### ИСХОДНЫЙ ТЕКСТ:
|---|

Нора: Я ждала целых 8 лет. Господи, я ведь знала, что чудеса не каждый день бывают. Но вот на меня обрушился весь этот ужас, и я была непоколебимо уверена, что вот теперь свершится чудо. Пока письмо Кростада лежало в ящике, я и подумать не могла, что ты мог сдаться на его условия. Я был непоколебимо уверена, что ты скажешь ему: "Объявляйте хоть всему свету!" А когда это случилось бы...

Торвальд: Когда это случилось бы, тогда я бы выставил на позор и поругание собственную жену?

Нора: Когда это случилось бы, я была так непоколебимо уверена, что ты выйдешь вперед и скажешь: "Виновный - я!"

Торвальд: Нора!..

Нора: И вот то чудо, которого я ждала с таким трепетом...

Марина Тимашева: Чуда не произошло, Нора ошиблась. Малодушный и самовлюбленный супруг предает ее. Зато от низких своих планов отступается Крогстад. Ибсен создает своего рода хэппи-энд: Норе больше не грозит разоблачение, и, поняв это, Хелмер прощает жену. Но иллюзорный, кукольный дом уже рухнул. Нора уходит из дома.

|---|

### ВХОДНЫЕ ДАННЫЕ:
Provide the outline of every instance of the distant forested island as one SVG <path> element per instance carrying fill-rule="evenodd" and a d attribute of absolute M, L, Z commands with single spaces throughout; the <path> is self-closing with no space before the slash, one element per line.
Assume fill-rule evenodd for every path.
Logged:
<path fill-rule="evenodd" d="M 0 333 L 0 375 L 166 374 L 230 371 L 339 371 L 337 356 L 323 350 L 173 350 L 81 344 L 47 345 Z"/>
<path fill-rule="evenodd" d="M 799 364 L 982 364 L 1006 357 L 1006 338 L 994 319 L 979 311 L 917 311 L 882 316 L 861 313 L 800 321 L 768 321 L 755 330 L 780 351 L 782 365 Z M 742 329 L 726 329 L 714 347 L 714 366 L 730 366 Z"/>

|---|

### ЗАДАНИЯ И УПРАЖНЕНИЯ:
1 – Проверьте, согласуются ли с исходным текстом утверждения: (а) Нора говорит, что ждала целых восемь лет; (б) Крогстад отступается от своих планов; (в) Хелмер не прощает жену. На каждое ответьте «да» или «нет» и приведите дословно решающие слова текста.
2 – Перепишите весь листинг строка за строкой, не изменяя в нем ни одного символа.
Исходный текст и листинг — самостоятельные материалы, никак не связанные между собой.

### ОТВЕТЫ:
1 –
(а) Да: «Я ждала целых 8 лет.»
(б) Да: «Зато от низких своих планов отступается Крогстад.»
(в) Нет: «и, поняв это, Хелмер прощает жену.»

2 –
Provide the outline of every instance of the distant forested island as one SVG <path> element per instance carrying fill-rule="evenodd" and a d attribute of absolute M, L, Z commands with single spaces throughout; the <path> is self-closing with no space before the slash, one element per line.
Assume fill-rule evenodd for every path.
Logged:
<path fill-rule="evenodd" d="M 0 333 L 0 375 L 166 374 L 230 371 L 339 371 L 337 356 L 323 350 L 173 350 L 81 344 L 47 345 Z"/>
<path fill-rule="evenodd" d="M 799 364 L 982 364 L 1006 357 L 1006 338 L 994 319 L 979 311 L 917 311 L 882 316 L 861 313 L 800 321 L 768 321 L 755 330 L 780 351 L 782 365 Z M 742 329 L 726 329 L 714 347 L 714 366 L 730 366 Z"/>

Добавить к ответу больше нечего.